** Start of Extract to read **
The following example command loads binary documents from the compressed file /space/images.zip
on the local filesystem.
# Windows users, see Modifying the Example Commands for Windows $ mlcp.sh import -host localhost -port 8000 -username user \ -password password -mode local -document_type binary \ -input_file_path /space/images.zip -input_compressed
The following example loads all the files in the compressed file /space/example.jar
, using -input_compression_codec
to tell mlcp the compression format because of the “.jar” suffix:
# Windows users, see Modifying the Example Commands for Windows $ mlcp.sh import -host localhost -port 8000 -username user \ -password passwd -mode local -input_file_path /space/example.jar \ -input_compressed true -input_compression_codec zip
If -input_file_path
is a directory, mlcp loads contents from all compressed files in the input directory, recursing through subdirectories. The input directory must not contain other kinds of files.
** End of Extract to read **
Jobs >>
1/ Answer these questions about the text on loading compressed files:
(a) Which file does the first command load binary documents from?
(b) What compression format does the second command pass with -input_compression_codec?
(c) What must the input directory not contain?
2/ Say whether each statement agrees with the text on loading compressed files, and quote the words that decide it:
(a) The second command names the compression format because of the file's ".jar" suffix.
(b) When -input_file_path is a directory, mlcp leaves out subdirectories.
(c) The first command connects on port 8000.
3/ Pick up the text on loading compressed files where it stops and keep it going.
** Start of Extracted information **
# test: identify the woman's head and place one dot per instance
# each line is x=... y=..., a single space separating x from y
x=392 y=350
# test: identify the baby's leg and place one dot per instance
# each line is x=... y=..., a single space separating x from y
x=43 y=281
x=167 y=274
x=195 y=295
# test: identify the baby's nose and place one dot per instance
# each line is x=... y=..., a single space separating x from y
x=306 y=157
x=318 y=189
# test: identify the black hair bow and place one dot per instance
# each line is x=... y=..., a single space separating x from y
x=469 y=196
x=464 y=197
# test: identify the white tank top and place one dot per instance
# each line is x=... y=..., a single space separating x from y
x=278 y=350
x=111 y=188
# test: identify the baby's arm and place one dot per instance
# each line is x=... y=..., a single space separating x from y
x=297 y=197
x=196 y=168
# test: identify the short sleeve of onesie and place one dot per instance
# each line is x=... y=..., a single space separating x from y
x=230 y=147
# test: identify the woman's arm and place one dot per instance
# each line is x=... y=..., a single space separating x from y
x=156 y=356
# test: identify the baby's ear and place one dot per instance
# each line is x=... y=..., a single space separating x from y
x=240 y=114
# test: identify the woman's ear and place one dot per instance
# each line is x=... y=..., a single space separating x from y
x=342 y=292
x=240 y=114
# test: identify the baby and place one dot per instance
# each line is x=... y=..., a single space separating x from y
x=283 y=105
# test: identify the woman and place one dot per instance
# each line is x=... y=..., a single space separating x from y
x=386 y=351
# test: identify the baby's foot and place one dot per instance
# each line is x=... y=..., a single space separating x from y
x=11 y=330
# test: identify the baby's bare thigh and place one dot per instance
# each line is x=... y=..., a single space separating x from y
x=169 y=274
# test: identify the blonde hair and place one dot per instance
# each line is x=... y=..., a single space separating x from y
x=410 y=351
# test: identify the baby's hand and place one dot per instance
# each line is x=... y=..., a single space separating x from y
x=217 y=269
** End of Extracted information **
Answers to the exercise >>
1/
(a) /space/images.zip
(b) zip
(c) Other kinds of files.

2/
(a) Yes: "to tell mlcp the compression format because of the “.jar” suffix"
(b) No: "recursing through subdirectories"
(c) Yes: "-port 8000"

3/
By default, the URI prefix on documents loaded from a compressed file includes the full path to the input compressed file and mirrors the directory hierarchy inside the compressed file. For example, if a ZIP file /space/shakespeare.zip
contains bill/data/dream.xml
then the ingested document URI is /space/shakespeare.zip/bill/data/dream.xml
. To override this behavior, see Controlling Database URIs During Ingestion.